— start Data excerpts —
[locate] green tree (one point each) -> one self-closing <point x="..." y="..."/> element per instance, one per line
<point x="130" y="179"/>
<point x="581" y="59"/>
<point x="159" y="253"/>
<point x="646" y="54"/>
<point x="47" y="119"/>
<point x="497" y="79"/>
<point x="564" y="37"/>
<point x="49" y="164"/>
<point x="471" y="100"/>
— end Data excerpts —
→ Brief:
Rewrite all of the records, replacing "green tree" with "tree" and keeping every other character unchanged.

→ Output for this exercise:
[locate] tree (one point each) -> one self-closing <point x="..." y="..."/> element per instance, one per line
<point x="130" y="179"/>
<point x="581" y="59"/>
<point x="159" y="253"/>
<point x="646" y="54"/>
<point x="47" y="119"/>
<point x="497" y="79"/>
<point x="564" y="37"/>
<point x="49" y="164"/>
<point x="471" y="100"/>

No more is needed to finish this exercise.